_Work to be completed:_
Extract every line from the items that contains the word "dead".

Location labeling records:
=-=-=
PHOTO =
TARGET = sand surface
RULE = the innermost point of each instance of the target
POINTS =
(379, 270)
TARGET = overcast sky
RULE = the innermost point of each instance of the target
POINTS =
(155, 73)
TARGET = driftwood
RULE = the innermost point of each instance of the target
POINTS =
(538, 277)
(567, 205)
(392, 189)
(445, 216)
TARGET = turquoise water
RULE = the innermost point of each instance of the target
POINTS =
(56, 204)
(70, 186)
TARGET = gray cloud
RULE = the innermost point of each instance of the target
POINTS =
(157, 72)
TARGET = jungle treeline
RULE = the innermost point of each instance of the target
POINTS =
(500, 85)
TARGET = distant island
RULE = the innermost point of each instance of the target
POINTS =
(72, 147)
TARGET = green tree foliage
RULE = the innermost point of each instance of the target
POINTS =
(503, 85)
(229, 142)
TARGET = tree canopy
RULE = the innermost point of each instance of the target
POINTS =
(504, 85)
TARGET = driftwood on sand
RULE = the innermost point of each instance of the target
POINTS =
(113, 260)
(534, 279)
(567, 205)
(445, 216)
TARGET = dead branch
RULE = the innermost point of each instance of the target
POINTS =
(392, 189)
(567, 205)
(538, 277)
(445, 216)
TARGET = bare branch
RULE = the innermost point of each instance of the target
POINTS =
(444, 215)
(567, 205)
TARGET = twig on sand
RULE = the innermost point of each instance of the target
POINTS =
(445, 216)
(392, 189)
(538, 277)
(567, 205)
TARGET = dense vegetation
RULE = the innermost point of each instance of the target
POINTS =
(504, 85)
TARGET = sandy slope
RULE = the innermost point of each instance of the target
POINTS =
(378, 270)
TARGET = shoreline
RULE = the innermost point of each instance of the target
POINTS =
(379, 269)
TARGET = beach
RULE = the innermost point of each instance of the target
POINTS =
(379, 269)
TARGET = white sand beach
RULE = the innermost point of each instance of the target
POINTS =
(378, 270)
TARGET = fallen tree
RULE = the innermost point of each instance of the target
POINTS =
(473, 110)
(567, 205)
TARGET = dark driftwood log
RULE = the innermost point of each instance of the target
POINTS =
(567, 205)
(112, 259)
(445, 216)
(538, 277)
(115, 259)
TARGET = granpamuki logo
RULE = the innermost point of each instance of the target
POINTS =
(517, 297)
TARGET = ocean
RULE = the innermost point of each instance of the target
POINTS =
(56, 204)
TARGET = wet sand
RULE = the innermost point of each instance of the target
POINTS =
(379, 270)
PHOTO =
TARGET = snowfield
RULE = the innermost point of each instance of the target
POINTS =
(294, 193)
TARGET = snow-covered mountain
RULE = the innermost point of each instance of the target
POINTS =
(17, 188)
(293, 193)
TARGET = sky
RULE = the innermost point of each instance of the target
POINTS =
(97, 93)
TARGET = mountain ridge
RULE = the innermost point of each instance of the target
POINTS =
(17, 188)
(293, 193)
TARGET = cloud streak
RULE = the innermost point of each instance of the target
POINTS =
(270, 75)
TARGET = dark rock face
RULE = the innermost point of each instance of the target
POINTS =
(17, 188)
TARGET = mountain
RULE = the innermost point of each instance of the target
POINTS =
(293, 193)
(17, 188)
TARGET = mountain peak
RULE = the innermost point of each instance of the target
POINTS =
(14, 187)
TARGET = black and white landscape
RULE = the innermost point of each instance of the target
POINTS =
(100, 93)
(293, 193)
=-=-=
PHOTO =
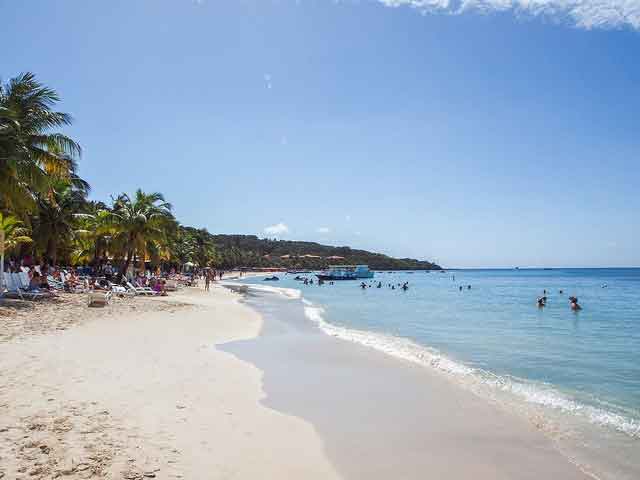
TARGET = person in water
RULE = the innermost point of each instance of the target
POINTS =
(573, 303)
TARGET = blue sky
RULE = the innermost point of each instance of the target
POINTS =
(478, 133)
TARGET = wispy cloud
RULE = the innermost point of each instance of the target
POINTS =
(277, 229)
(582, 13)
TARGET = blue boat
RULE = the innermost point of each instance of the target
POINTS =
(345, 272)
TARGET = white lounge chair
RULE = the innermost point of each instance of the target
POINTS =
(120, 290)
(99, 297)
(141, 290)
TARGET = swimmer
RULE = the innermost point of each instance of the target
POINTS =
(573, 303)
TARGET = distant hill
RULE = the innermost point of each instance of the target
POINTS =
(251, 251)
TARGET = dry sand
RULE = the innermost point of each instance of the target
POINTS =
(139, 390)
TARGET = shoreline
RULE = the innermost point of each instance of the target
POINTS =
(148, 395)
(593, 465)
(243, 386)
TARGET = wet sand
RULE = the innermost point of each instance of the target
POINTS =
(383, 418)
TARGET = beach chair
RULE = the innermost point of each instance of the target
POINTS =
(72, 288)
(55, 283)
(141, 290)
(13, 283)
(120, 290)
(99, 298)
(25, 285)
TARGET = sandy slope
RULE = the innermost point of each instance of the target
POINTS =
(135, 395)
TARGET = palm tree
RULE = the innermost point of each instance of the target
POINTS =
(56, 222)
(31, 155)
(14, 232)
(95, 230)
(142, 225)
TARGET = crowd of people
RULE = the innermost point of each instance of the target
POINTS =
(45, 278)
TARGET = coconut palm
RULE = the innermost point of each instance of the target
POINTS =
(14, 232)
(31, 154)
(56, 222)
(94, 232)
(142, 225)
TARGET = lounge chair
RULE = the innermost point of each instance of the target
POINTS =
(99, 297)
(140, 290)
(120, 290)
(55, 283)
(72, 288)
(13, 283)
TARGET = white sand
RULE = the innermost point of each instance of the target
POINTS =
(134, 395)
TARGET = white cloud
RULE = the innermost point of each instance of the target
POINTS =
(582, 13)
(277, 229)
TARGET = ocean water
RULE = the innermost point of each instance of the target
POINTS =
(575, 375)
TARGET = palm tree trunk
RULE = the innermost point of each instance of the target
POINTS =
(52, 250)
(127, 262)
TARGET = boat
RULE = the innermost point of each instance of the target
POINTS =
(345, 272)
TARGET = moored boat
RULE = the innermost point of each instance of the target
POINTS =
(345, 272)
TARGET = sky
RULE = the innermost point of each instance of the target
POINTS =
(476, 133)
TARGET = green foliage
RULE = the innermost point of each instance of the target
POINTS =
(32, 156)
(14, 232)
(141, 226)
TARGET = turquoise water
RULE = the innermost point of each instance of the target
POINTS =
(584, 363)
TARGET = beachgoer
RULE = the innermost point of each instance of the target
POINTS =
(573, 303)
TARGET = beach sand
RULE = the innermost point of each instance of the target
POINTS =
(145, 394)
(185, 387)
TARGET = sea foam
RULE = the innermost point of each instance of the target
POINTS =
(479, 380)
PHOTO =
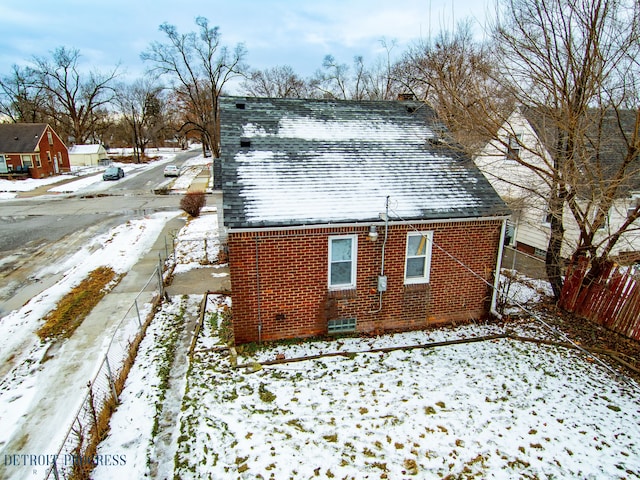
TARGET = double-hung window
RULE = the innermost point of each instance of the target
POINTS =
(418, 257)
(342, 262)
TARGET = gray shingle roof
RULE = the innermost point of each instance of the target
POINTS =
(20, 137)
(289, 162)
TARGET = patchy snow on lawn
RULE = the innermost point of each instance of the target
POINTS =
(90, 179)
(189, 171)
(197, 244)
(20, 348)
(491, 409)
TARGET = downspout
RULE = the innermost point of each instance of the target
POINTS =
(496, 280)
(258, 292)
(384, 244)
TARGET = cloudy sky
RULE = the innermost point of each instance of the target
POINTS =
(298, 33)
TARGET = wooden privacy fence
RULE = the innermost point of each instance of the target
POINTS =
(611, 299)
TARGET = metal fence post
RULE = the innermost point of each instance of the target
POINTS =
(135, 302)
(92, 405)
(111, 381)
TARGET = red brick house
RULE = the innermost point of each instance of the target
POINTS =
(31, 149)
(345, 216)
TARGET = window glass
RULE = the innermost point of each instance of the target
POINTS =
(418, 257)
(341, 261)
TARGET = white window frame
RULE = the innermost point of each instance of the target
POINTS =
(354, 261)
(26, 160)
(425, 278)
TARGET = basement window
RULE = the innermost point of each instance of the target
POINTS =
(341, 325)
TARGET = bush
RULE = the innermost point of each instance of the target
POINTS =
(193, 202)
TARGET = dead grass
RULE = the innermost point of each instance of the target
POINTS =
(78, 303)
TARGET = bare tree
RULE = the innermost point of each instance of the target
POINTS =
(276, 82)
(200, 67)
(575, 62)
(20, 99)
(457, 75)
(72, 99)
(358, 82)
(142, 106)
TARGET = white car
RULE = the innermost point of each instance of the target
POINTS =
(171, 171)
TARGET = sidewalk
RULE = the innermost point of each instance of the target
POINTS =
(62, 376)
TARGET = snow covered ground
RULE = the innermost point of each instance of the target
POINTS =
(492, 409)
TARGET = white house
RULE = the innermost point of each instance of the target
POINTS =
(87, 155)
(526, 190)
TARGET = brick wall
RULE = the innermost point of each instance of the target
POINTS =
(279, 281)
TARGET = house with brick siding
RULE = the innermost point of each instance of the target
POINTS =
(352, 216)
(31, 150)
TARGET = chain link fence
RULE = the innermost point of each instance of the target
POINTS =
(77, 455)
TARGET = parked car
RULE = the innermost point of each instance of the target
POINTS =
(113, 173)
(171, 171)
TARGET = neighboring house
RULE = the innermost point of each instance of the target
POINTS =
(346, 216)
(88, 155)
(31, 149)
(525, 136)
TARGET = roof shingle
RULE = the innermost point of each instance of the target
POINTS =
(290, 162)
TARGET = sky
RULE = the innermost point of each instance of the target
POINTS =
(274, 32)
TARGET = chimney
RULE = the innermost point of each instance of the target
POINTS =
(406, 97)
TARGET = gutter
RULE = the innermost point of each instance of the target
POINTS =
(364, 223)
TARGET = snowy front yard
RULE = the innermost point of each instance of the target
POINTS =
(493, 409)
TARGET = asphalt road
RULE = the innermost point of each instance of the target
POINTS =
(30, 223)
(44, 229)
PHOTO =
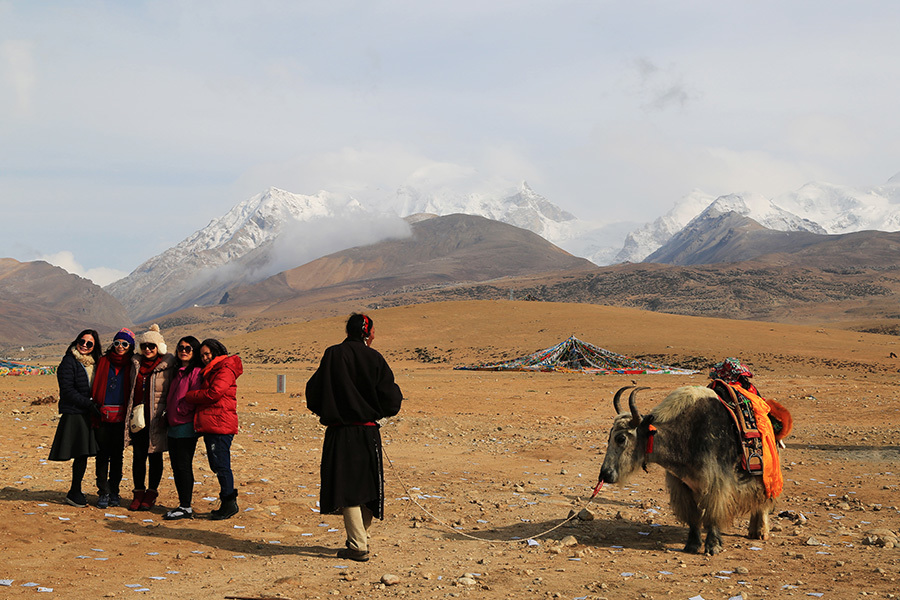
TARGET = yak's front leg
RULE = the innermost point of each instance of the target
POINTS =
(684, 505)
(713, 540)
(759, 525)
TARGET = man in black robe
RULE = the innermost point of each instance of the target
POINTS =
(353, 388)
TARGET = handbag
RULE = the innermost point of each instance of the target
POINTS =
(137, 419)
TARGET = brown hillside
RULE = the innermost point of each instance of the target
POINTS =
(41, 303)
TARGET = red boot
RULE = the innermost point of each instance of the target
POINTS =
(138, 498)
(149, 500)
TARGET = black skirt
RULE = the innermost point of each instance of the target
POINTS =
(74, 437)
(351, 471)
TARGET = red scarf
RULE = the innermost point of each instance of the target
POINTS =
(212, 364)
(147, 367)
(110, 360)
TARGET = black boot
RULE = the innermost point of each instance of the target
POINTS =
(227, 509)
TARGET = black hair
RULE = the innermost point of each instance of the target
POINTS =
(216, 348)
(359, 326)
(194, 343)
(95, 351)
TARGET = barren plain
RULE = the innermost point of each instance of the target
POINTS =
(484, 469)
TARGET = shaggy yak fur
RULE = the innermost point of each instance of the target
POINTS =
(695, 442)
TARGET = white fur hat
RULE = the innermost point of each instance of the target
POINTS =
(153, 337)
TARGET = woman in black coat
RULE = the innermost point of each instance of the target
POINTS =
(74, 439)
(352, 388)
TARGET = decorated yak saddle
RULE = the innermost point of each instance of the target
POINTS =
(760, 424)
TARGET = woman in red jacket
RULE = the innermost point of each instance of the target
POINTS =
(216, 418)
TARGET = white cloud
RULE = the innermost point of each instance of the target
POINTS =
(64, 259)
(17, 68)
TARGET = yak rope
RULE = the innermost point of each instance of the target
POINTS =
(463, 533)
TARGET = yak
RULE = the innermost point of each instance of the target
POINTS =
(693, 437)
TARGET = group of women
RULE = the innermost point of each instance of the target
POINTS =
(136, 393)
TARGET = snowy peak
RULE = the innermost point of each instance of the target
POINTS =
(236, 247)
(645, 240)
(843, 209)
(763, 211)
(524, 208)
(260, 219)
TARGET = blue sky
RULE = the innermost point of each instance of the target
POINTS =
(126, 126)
=-=-=
_Completed exercise:_
TARGET = dead branch
TARGET = dead grass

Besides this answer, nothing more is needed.